Pictures excluded, copy every record that follows exactly as it appears.
===============
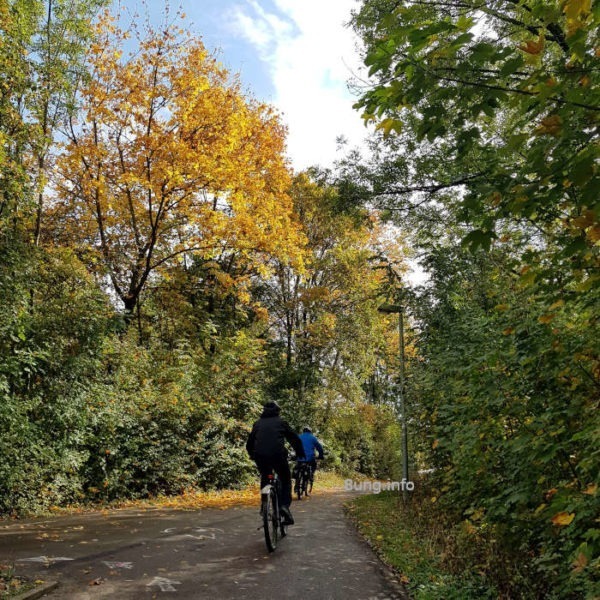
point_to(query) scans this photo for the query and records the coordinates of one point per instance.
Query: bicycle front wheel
(270, 520)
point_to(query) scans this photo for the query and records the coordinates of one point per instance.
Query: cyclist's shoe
(287, 516)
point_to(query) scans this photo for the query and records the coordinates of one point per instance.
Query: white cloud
(310, 56)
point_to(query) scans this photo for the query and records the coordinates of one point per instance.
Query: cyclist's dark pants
(279, 463)
(312, 463)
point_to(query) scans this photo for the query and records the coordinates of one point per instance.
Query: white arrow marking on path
(118, 565)
(165, 585)
(44, 559)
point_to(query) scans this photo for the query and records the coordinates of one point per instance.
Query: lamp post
(393, 309)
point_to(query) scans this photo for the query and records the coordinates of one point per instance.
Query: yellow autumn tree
(168, 157)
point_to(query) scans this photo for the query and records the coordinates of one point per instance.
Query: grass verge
(12, 585)
(325, 482)
(406, 539)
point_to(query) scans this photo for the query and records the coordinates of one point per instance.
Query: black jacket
(268, 435)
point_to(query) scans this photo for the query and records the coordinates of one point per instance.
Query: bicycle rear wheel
(270, 520)
(300, 483)
(304, 487)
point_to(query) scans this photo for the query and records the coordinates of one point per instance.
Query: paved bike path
(209, 553)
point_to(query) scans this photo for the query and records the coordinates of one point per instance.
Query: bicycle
(270, 498)
(304, 479)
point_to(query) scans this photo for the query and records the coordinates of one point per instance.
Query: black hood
(270, 410)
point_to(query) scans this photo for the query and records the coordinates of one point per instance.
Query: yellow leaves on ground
(562, 519)
(547, 318)
(580, 562)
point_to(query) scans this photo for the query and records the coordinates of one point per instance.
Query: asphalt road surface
(210, 553)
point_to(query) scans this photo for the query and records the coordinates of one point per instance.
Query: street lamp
(393, 309)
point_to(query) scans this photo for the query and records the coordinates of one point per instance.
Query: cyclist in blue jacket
(310, 444)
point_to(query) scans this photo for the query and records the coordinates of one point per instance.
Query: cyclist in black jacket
(266, 447)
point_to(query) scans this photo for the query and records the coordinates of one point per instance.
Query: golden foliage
(172, 158)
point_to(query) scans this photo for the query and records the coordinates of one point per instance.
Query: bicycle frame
(272, 520)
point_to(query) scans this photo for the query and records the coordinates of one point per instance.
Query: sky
(297, 55)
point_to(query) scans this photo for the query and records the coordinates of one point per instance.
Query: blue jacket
(311, 443)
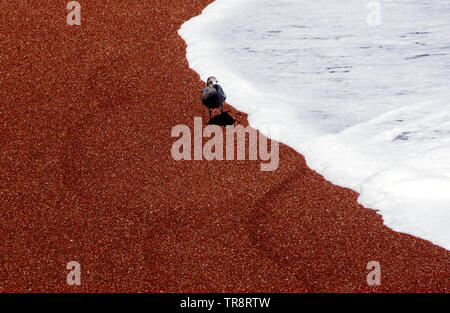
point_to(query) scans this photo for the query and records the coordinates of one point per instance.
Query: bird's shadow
(223, 119)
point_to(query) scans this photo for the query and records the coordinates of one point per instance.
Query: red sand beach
(86, 175)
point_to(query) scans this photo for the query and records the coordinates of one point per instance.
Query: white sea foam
(368, 106)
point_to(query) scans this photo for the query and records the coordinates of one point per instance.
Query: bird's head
(211, 82)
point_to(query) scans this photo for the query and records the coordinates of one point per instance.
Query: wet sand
(86, 175)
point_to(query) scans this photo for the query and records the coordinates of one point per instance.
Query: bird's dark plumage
(213, 95)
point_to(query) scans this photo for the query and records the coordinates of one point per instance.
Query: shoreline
(89, 177)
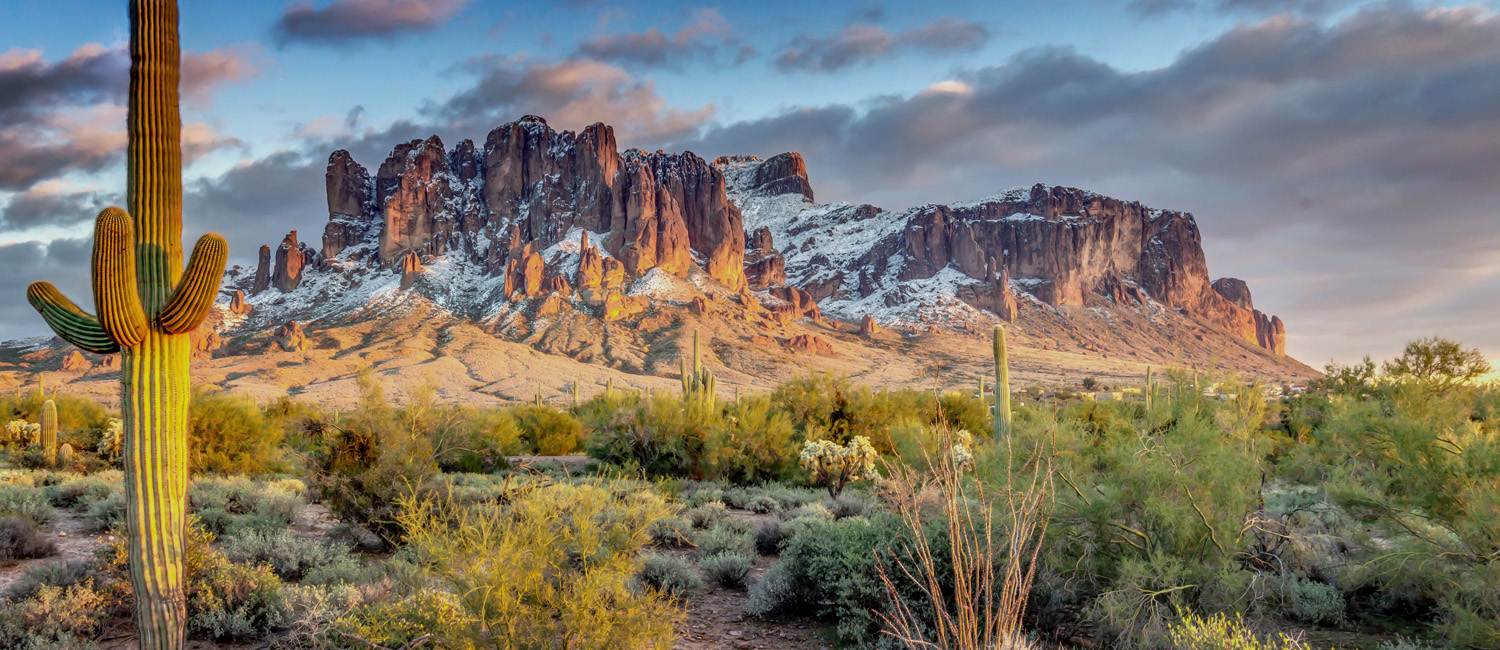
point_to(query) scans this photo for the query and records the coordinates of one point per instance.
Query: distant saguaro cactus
(699, 382)
(147, 303)
(50, 433)
(1002, 385)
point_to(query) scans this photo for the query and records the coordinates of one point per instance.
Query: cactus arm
(194, 296)
(68, 320)
(114, 285)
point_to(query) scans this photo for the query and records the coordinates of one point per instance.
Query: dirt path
(72, 541)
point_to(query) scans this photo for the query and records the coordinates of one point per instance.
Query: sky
(1341, 156)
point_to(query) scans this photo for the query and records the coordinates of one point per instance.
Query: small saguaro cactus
(147, 305)
(50, 431)
(1002, 386)
(699, 382)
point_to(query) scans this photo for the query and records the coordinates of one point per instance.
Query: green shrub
(549, 431)
(726, 569)
(20, 539)
(722, 539)
(668, 574)
(291, 557)
(227, 434)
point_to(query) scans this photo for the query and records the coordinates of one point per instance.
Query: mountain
(558, 242)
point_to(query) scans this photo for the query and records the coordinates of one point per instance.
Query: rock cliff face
(530, 183)
(546, 215)
(1059, 246)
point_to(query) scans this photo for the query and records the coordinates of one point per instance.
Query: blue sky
(1343, 156)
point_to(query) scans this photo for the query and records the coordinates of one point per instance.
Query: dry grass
(992, 560)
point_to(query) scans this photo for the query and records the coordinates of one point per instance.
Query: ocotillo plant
(1002, 386)
(699, 382)
(147, 303)
(50, 433)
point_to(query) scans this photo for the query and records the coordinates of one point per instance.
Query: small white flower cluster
(21, 431)
(834, 464)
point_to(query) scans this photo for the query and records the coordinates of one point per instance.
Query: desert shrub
(26, 500)
(432, 614)
(53, 617)
(290, 556)
(668, 574)
(753, 443)
(234, 601)
(551, 566)
(726, 569)
(20, 539)
(768, 538)
(708, 514)
(491, 436)
(662, 436)
(1221, 632)
(549, 431)
(236, 505)
(105, 514)
(369, 461)
(228, 434)
(723, 539)
(836, 466)
(672, 532)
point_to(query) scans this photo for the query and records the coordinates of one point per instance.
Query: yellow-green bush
(549, 568)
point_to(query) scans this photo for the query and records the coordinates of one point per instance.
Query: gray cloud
(350, 21)
(707, 38)
(863, 42)
(63, 261)
(60, 209)
(1349, 170)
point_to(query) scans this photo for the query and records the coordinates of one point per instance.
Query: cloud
(570, 93)
(350, 21)
(864, 42)
(704, 39)
(1320, 158)
(63, 261)
(62, 209)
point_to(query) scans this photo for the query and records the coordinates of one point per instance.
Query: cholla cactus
(962, 451)
(836, 466)
(111, 443)
(23, 433)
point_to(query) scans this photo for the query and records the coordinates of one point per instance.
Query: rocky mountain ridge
(564, 216)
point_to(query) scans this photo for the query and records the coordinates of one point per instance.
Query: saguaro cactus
(147, 303)
(50, 433)
(1002, 386)
(699, 382)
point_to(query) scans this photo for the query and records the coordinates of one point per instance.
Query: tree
(1439, 362)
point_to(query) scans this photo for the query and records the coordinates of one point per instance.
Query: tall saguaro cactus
(1002, 386)
(147, 303)
(50, 433)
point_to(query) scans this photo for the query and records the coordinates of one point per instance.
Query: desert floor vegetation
(1199, 512)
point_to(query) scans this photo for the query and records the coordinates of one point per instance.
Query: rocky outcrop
(350, 189)
(290, 337)
(530, 183)
(410, 269)
(291, 255)
(237, 303)
(764, 266)
(785, 173)
(263, 270)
===============
▸ ANSWER TO THIS EXERCISE
point_to(query) scans this photo for the query and records the coordinates of one point per instance.
Query: bicycle front wheel
(270, 520)
point_to(query) scans this photo for the query and records the coordinates of one point per instance.
Query: cyclist's shoe
(287, 516)
point_to(query) scans this photo for the query and records the coordinates of one point per instance.
Query: white cloud
(310, 56)
point_to(query) scans this photo for the query and records the coordinates of one point per instance.
Query: cyclist's dark pants
(279, 463)
(312, 463)
point_to(query) scans this photo for the query and records the coordinates of one point per instance.
Query: white arrow marking on path
(118, 565)
(165, 585)
(44, 559)
point_to(query) scans this photo for the query and records the coordinates of one point per instance.
Query: lamp post
(393, 309)
point_to(query) scans this photo for the query and records the coordinates of one point per instance.
Query: yellow autumn tree
(168, 157)
point_to(query) scans this photo for the query and records the coordinates of one point per instance.
Query: grass verge
(12, 585)
(325, 482)
(406, 539)
point_to(query) scans this photo for the query and records the coordinates of one point per instance.
Query: black jacket
(268, 435)
point_to(query) scans this photo for the query and records the coordinates of one point per instance.
Query: bicycle rear wheel
(270, 520)
(300, 483)
(304, 487)
point_to(query) scans this photo for the query and records the coordinates of one point per instance.
Query: paved bike path
(209, 553)
point_to(query) scans this photo for the query and records the coordinates of one point per instance.
Query: bicycle
(270, 498)
(304, 479)
point_to(query) scans this photo for the query and records the coordinates of one point per instance.
Query: black hood
(270, 410)
point_to(query) scans this photo for the query and records the coordinates of one point per instance.
Query: yellow leaves on ground
(562, 519)
(547, 318)
(580, 562)
point_to(query) scans this photo for the query and records the coordinates of one point per instance.
Query: asphalt road surface
(210, 553)
point_to(query) scans this photo for the query and records the coordinates of one point per instance.
Query: street lamp
(393, 309)
point_to(query) scans this photo for the query and records the coordinates of one point per instance.
Query: cyclist in blue jacket
(310, 444)
point_to(query) scans this photo for the query and records the coordinates of one point per instance.
Query: cyclist in black jacket
(266, 447)
point_to(query) scans this photo for the query and records the coordinates of one point per instance.
Query: golden foliage
(172, 158)
point_to(query) scans this photo for the query and records the coordinates of one point per instance.
Query: bicycle frame
(272, 520)
point_to(query) scans this photo for the query and records the coordinates of one point per instance.
Query: sky
(297, 55)
point_to(query) scans this photo for the query and records the coordinates of one point per instance.
Query: blue jacket
(311, 443)
point_to(query) scans this photo for the query and records the coordinates of one point per instance.
Query: bird's shadow
(223, 119)
point_to(query) scans this photo for the query and records the coordinates of one point per instance.
Query: red sand beach
(86, 175)
point_to(query) scans this photo for the query and records the coordinates of one point per instance.
Query: white sea foam
(368, 106)
point_to(query) scans this photo for the query and records the coordinates of one point per instance.
Query: bird's head
(211, 82)
point_to(query) scans this photo for the query and records the coordinates of one point per instance.
Query: wet sand
(86, 175)
point_to(query) scans this photo for the query and records the coordinates of one point per instance.
Query: bird's dark plumage
(213, 95)
point_to(query) scans this photo for the query and records the coordinates of one point per instance.
Query: shoreline
(89, 177)
point_to(query) scans this photo for the query and records the coordinates of one point per instance.
Query: distant saguaro cactus
(699, 382)
(147, 303)
(50, 433)
(1002, 385)
point_to(query) scans this photo for the query and records the coordinates of one point per instance.
Query: cactus arm
(194, 296)
(68, 320)
(114, 285)
point_to(query) scans this photo for the query and records the coordinates of one point per instance.
Query: dirt path
(72, 541)
point_to(query) scans this photo for the query and records the coordinates of one point per instance.
Query: sky
(1341, 156)
point_to(query) scans this photo for the query and records the coordinates of one point per instance.
Query: small saguaro cactus
(147, 305)
(50, 431)
(1002, 386)
(699, 382)
point_to(query) scans this photo for the query and records the coordinates of one point per instance.
Query: green shrub
(549, 431)
(726, 569)
(20, 539)
(722, 539)
(668, 574)
(291, 557)
(227, 434)
point_to(query) scans this photo for the query and records the coordinates of one point per instance.
Query: mountain
(558, 242)
point_to(query) scans this photo for the query and records the coordinates of one point per instance.
Query: rock cliff face
(530, 183)
(546, 215)
(1059, 246)
point_to(query) scans this photo for the query and records the coordinates of one point per instance.
Query: blue sky
(1343, 156)
point_to(query) scans this photo for the query and records the coordinates of one point per instance.
Query: dry grass
(992, 560)
point_to(query) scans this photo for the query and records the coordinates of one point per instance.
Query: ocotillo plant
(1002, 386)
(699, 382)
(147, 303)
(50, 433)
point_to(query) scans this photo for the query and records the coordinates of one point per instance.
Query: small white flower cluster
(21, 431)
(834, 464)
point_to(query) scans this photo for the query and records the coordinates of one point per instance.
Query: desert shrub
(26, 500)
(432, 614)
(53, 617)
(290, 556)
(668, 574)
(753, 443)
(234, 601)
(551, 566)
(726, 569)
(20, 539)
(768, 538)
(708, 514)
(491, 436)
(662, 436)
(1221, 632)
(549, 431)
(236, 505)
(105, 514)
(369, 461)
(228, 434)
(723, 539)
(836, 466)
(672, 532)
point_to(query) scans this photo for the query and records the coordinates of one point per instance.
Query: yellow-green bush
(549, 568)
point_to(query) scans this photo for the query and records the coordinates of one point per instance.
Query: gray cloud
(350, 21)
(707, 38)
(863, 42)
(63, 261)
(60, 209)
(1349, 170)
point_to(query) scans this photo for the query and records the coordinates of one point per instance.
Query: cloud
(570, 93)
(350, 21)
(864, 42)
(704, 39)
(1320, 158)
(63, 261)
(62, 209)
point_to(query) scans this photo for the query and records the coordinates of one point per instance.
Query: cholla cactus
(962, 451)
(836, 466)
(111, 443)
(23, 433)
point_to(query) scans this photo for the query and records the coordinates of one point per instance.
Query: rocky mountain ridge
(564, 216)
point_to(query) scans this photo for the query and records the coordinates of one point per instance.
Query: saguaro cactus
(147, 303)
(50, 433)
(1002, 386)
(699, 382)
point_to(query) scans this photo for the query and records the coordinates of one point per instance.
Query: tree
(1439, 362)
point_to(query) scans this photo for the query and records the coordinates of one point per instance.
Query: tall saguaro cactus
(1002, 386)
(147, 303)
(50, 433)
point_to(query) scans this photo for the query and records the coordinates of one point per instance.
Query: desert floor vegetation
(1199, 512)
point_to(query) scans this photo for the query and records the coordinates of one point per instance.
Query: rocky outcrop
(350, 189)
(290, 337)
(530, 183)
(410, 269)
(291, 255)
(237, 303)
(764, 266)
(785, 173)
(263, 270)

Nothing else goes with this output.